[
https://issues.apache.org/jira/browse/SOLR-6314?page=com.atlassian.jira.plugin.system.issuetabpanels:comment-tabpanel&focusedCommentId=14090909#comment-14090909
]
Erick Erickson commented on SOLR-6314:
--------------------------------------
bq: If you want to dedup facet parameters for some reason, then it should
probably be
done in the faceting code.
Yeah, that's exactly what's making me uncomfortable about the patch, it's at
such a low level and it
affects _everything_. Unintended consequences and all that.
OTOH, what's the case for allowing dups? Do you have specific cases where that's
good or is your comment more of a statement that we shouldn't restrict future
possibilities
just because I'm not sufficiently imaginative ;) ?
I'm really having a tough time imagining scenarios where allowing dups is
useful, and I can
come up with scenarios where allowing dups is harmful (imagine multiple,
expensive, identical
fq clause with cache=false for instance) that would be caught here. Hmmm, a
WARN-level
log message is indicated for dups no matter what I think.
The counter-argument is that the user should be free to shoot themselves in the
foot as
they want to.
The counter-counter argument is that when we identify potential traps we
should do something about them if we can.
What do you think about this alternative? (note, I'm not proposing it as much
as throwing it out
for discussion). Leave the dup-detection where it is and log a WARN level
message when dups
are detected, and move the actual de-duping out to the faceting code. Then
de-dupe on a case-
by-case basis as situations arise.
Where this started was that the exact same query over the exact same data set
returns different
results in sharded and non-sharded situations. The results have the same
information, just
repeated in the single shard case. Which means that somehow the sharded code
manages to
ignore the extra entries. I'll look at how in a bit. At any rate, the
sharded case manages to avoid returning the data multiple times so either
there's code in there
specifically to deal with this or it's happening by chance, which is its own
gotcha.
I've seen some very large queries out in the wild and it's hard in many cases
to see things
like this so logging a message would help the users figure out their (perhaps
machine-generated) code was doing things they _probably_ don't want.

ENTRIES SHOWN:
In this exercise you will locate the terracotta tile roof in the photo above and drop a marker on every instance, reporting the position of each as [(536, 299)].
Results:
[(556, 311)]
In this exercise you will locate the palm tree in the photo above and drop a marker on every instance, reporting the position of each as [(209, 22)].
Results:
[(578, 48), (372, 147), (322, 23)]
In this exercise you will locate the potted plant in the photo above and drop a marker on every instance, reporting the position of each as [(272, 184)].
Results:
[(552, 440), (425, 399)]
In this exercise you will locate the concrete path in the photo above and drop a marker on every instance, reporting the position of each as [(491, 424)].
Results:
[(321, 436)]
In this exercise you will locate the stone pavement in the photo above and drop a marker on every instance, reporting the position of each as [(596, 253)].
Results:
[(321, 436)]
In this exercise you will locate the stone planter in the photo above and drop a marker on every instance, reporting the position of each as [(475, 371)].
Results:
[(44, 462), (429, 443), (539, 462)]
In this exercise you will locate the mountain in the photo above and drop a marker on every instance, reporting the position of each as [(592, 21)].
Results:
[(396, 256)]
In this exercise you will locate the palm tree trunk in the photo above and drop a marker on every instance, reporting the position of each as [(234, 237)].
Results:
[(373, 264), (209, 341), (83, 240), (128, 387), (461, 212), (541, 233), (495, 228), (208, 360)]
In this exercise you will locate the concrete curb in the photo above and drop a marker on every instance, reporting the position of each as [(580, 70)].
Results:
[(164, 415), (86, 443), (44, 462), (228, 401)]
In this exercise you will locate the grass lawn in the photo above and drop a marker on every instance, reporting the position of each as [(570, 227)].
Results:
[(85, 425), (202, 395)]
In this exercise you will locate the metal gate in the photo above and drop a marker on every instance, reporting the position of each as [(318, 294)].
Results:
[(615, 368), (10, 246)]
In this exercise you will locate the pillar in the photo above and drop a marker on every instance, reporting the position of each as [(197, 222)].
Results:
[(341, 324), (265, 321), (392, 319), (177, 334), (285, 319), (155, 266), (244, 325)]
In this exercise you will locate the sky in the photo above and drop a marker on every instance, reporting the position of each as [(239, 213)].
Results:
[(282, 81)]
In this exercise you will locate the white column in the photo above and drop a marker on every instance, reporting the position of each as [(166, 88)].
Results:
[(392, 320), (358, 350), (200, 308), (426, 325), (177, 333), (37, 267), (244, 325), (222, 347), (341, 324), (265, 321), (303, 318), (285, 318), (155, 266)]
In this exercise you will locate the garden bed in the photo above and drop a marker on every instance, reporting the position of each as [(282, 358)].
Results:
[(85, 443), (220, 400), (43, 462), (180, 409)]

WHAT TO WORK ON: For each statement, say yes or no on whether it agrees with the SOLR-6314 comment above, and quote the words from the comment that decide it. 1. The commenter suggests moving the actual de-duping into the faceting code. 2. The same query over the same data returns identical results whether sharded or not. 3. The commenter calls for an ERROR-level log message when duplicates appear.

TASK RESPONSE:
1. Yes: "move the actual de-duping out to the faceting code"
2. No: "returns different results in sharded and non-sharded situations"
3. No: "a WARN-level log message is indicated for dups no matter what I think"